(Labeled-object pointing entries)
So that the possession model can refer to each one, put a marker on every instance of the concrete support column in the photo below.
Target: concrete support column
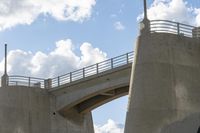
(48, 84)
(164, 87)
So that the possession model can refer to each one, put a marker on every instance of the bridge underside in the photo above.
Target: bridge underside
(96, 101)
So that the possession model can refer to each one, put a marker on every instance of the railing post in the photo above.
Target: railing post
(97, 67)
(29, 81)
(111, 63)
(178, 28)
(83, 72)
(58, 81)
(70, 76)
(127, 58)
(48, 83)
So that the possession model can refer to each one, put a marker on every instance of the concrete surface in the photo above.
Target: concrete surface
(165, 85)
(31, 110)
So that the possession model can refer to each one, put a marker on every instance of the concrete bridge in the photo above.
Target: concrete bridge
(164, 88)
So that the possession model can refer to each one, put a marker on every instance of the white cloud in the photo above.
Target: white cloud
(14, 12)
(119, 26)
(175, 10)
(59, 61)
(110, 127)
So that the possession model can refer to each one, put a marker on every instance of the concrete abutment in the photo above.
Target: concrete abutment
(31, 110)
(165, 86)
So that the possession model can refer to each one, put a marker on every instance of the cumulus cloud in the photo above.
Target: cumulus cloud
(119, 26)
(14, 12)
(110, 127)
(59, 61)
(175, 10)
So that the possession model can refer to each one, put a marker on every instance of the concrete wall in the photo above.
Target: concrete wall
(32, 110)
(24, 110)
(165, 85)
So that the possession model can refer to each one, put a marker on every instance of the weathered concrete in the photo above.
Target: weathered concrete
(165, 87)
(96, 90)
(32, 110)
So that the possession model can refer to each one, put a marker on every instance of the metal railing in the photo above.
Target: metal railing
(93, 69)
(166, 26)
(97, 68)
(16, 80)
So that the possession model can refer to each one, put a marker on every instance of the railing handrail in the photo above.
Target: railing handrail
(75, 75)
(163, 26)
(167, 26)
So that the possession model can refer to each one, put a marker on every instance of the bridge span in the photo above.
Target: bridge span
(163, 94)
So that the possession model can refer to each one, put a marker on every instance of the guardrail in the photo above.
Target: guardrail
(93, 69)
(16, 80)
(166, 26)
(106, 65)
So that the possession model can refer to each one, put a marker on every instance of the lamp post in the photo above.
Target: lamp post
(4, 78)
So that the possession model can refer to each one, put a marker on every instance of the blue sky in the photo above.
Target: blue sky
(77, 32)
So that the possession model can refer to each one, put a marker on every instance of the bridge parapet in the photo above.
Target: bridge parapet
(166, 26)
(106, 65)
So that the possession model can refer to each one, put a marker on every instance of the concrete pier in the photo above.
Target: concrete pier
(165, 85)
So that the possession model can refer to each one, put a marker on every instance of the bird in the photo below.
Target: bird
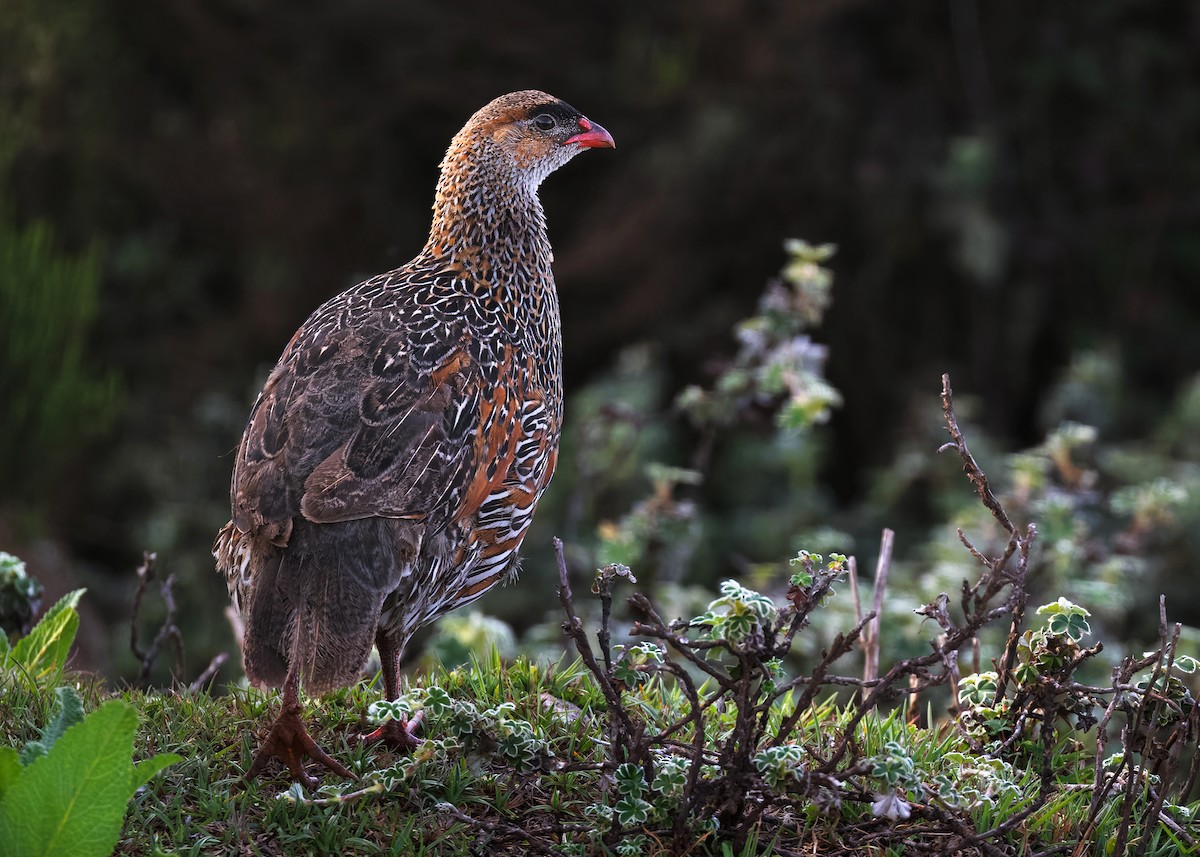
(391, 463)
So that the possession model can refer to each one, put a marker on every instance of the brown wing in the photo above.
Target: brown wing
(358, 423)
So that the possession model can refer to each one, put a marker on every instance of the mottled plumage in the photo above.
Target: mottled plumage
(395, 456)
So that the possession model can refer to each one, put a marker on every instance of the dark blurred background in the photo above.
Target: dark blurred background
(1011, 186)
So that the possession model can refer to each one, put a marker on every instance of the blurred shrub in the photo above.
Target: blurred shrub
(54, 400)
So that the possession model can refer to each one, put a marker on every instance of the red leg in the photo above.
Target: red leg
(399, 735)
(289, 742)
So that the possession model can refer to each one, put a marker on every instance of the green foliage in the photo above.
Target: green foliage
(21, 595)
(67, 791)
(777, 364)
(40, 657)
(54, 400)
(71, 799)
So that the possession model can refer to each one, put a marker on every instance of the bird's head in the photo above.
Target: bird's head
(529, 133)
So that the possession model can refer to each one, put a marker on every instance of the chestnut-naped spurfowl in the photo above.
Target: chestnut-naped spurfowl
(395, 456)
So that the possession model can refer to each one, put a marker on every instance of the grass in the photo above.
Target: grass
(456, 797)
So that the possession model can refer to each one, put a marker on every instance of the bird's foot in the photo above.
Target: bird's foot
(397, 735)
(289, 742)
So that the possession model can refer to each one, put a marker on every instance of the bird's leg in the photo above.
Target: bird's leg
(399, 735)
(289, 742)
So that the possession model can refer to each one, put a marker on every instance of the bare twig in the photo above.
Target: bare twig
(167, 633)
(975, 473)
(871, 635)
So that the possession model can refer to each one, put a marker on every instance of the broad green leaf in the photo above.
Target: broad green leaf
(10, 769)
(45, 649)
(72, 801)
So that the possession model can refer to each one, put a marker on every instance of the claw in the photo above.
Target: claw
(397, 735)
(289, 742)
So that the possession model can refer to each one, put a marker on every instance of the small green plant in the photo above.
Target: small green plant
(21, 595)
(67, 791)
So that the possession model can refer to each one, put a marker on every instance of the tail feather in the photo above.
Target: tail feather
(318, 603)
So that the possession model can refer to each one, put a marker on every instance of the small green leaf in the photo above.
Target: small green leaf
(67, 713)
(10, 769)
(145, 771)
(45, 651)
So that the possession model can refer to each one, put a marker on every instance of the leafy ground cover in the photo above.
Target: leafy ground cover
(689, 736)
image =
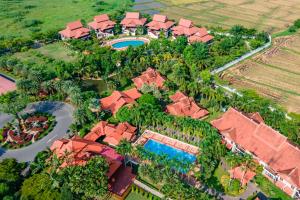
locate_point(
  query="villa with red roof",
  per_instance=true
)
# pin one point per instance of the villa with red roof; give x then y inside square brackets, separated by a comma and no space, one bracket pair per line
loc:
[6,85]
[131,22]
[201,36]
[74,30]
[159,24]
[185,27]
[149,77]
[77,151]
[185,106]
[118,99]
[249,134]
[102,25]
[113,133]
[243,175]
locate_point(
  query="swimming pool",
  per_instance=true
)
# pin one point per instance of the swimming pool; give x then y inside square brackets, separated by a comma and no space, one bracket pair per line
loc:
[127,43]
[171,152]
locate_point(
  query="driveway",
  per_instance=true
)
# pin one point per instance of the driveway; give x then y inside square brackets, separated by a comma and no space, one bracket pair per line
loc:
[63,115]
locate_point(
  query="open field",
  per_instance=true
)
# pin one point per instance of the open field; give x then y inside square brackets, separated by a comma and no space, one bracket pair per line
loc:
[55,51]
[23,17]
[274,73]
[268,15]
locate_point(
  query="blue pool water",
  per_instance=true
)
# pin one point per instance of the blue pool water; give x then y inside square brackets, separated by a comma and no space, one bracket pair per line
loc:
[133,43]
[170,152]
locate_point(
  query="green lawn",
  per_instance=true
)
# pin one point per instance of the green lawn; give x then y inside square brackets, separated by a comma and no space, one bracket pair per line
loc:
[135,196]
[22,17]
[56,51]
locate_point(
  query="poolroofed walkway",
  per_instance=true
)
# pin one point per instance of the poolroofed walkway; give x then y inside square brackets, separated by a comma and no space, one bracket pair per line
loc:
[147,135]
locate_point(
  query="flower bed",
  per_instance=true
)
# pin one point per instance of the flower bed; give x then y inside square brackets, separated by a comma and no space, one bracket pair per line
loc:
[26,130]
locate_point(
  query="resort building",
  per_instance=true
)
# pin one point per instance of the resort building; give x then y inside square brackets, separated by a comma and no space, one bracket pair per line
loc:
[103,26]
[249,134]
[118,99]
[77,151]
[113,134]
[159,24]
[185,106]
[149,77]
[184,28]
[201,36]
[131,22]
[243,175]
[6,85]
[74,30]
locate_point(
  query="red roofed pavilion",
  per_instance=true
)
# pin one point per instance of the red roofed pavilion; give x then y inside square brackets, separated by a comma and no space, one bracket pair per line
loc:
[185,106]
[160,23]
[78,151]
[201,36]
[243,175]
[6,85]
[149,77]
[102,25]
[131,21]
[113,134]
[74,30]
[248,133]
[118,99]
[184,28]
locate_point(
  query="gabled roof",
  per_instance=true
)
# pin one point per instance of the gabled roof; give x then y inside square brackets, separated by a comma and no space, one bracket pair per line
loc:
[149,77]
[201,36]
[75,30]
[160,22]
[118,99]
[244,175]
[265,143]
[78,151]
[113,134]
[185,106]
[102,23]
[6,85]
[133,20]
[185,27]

THE TASK: Identify every line in the entries above that contains the word "twig", and copy each of those lines. Case counts.

REPLY:
So that the possession model can refer to each one, put a marker on every instance of the bare twig in the photo above.
Target: bare twig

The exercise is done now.